▼
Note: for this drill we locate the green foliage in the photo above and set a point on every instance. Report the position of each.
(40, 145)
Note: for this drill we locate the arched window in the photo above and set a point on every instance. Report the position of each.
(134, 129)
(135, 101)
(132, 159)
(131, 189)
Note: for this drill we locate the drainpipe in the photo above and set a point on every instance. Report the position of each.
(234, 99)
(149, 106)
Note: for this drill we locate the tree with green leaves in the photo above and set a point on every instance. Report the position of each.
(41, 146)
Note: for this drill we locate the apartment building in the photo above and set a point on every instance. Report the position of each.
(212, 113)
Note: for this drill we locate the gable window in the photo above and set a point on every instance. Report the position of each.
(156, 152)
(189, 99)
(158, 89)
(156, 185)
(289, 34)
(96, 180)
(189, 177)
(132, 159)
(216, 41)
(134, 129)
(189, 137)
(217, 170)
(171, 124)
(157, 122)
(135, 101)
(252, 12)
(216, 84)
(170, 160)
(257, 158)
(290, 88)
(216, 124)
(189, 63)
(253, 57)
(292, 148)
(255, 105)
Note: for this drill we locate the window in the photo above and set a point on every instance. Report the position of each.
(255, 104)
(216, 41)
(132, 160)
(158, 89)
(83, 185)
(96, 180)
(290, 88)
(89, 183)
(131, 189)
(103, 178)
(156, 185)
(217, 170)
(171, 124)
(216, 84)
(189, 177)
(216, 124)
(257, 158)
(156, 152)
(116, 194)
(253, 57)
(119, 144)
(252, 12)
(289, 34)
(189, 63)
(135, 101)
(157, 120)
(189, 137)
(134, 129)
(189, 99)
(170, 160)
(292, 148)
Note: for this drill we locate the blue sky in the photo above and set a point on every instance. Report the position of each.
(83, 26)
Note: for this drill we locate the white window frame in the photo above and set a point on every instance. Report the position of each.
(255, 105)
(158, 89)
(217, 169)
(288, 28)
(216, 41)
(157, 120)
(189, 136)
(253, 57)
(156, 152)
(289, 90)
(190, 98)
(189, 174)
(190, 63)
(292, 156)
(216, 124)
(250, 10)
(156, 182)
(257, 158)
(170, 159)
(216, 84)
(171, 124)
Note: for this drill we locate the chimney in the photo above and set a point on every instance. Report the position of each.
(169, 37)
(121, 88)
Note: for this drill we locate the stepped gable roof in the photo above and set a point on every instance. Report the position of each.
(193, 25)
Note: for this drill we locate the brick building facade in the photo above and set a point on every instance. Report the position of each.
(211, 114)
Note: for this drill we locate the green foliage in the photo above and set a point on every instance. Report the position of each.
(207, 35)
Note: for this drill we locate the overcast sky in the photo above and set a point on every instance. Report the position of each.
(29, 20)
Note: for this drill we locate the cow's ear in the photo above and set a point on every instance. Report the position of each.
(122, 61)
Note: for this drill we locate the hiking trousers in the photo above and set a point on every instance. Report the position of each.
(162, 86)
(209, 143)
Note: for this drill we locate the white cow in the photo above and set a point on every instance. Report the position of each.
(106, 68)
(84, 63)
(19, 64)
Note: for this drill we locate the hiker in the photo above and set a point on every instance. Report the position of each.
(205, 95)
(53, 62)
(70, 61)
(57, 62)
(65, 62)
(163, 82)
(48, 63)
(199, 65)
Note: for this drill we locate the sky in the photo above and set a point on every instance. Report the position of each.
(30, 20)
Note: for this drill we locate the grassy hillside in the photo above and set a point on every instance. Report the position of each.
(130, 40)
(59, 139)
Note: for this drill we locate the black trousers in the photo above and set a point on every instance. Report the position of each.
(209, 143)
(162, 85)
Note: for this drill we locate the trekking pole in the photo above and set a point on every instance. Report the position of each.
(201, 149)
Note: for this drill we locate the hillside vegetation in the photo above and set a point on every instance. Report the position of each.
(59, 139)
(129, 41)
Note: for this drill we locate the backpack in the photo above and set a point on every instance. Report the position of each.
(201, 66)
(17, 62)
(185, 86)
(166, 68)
▲
Set down the data in full, word for word.

Note: for this drill we locate the green foliage in the photo above and set a point on every instance. Report the position of each.
(40, 145)
Note: for this drill we locate the arched window in the photo above and set a point on every instance. Report the position of each.
(134, 129)
(135, 101)
(132, 159)
(131, 189)
Note: for this drill we locate the drainpipe in the photo above and set a point on every instance. Report the position of each.
(234, 99)
(149, 106)
Note: for this drill we locate the tree with green leaves in the photo above and set a point on every instance. Report the position of each.
(41, 146)
Note: for this drill we locate the apartment building in the photo above and set a point on every instance. Report the position of each.
(212, 113)
Note: for this drill we locate the gable window in the photo above and set a point on every instance. Report the position of each.
(156, 152)
(189, 99)
(158, 89)
(156, 185)
(289, 34)
(96, 180)
(189, 177)
(132, 159)
(216, 41)
(134, 129)
(189, 137)
(217, 170)
(171, 124)
(157, 122)
(135, 101)
(252, 12)
(216, 84)
(170, 160)
(257, 158)
(290, 88)
(216, 124)
(189, 63)
(253, 57)
(292, 148)
(255, 105)
Note: for this drill we locate the window in the photo above and set a point on every instance. Report the position of each.
(255, 104)
(216, 41)
(132, 160)
(158, 89)
(83, 185)
(96, 180)
(290, 88)
(89, 183)
(131, 189)
(103, 178)
(156, 185)
(217, 170)
(171, 124)
(216, 84)
(189, 177)
(216, 124)
(257, 158)
(156, 152)
(116, 194)
(253, 57)
(119, 144)
(252, 12)
(289, 34)
(189, 63)
(135, 101)
(157, 120)
(189, 137)
(134, 129)
(189, 99)
(170, 160)
(292, 148)
Note: for this drill we locate the blue sky in the photo above and set a point on every instance. Report the position of each.
(83, 26)
Note: for this drill we locate the white window frame in the photo above and set a point on every instance. Report the position of each.
(255, 105)
(158, 89)
(217, 169)
(288, 28)
(216, 41)
(157, 120)
(189, 136)
(253, 57)
(156, 152)
(289, 90)
(190, 98)
(189, 174)
(190, 63)
(292, 156)
(216, 124)
(250, 10)
(156, 182)
(257, 158)
(170, 159)
(216, 84)
(171, 124)
Note: for this drill we locate the chimney in the photo above and set a point on every instance. Report the position of each.
(169, 37)
(121, 88)
Note: for this drill we locate the stepped gable roof in the photo above and set a point on every instance. Report the position of each.
(193, 25)
Note: for this drill we locate the brick building facade in the photo above and set a point on every instance. Report the position of each.
(211, 114)
Note: for this drill we locate the green foliage in the photo above and set a point on every instance. Report the position of each.
(207, 35)
Note: for this drill we locate the overcast sky in the photo above and set a point on every instance. Report the position of each.
(29, 20)
Note: for this drill we locate the cow's ear in the photo above and set a point on every instance. Report the position of each.
(122, 61)
Note: for this drill we locate the hiking trousers in the photo above and set a point on every instance. Report the position of each.
(162, 86)
(209, 143)
Note: for this drill we locate the white cow in the photo above and set a point on every instance. Report the position of each.
(106, 68)
(84, 63)
(19, 64)
Note: for this drill we locate the hiker in the photo above and set a point on every instance. Report the position of each.
(205, 95)
(53, 62)
(70, 61)
(57, 62)
(65, 62)
(163, 82)
(48, 63)
(199, 65)
Note: for this drill we locate the sky in the photo above and set a point on every instance. Report the position of each.
(30, 20)
Note: for this drill we locate the grassy hillside in the photo above and set a point on every instance. Report the position of each.
(130, 40)
(59, 139)
Note: for this drill we locate the black trousers in the photo above and set a point on every instance. Report the position of each.
(209, 143)
(162, 85)
Note: for this drill we locate the trekking pole in the photo above and set a point on every instance. Report the position of each.
(201, 149)
Note: for this drill we locate the hillside vegetation in the photo above and set a point on every instance. Report the position of each.
(59, 139)
(129, 41)
Note: for this drill we locate the backpack in the photo above and set a point on every instance. Report the position of each.
(201, 66)
(17, 62)
(185, 86)
(166, 68)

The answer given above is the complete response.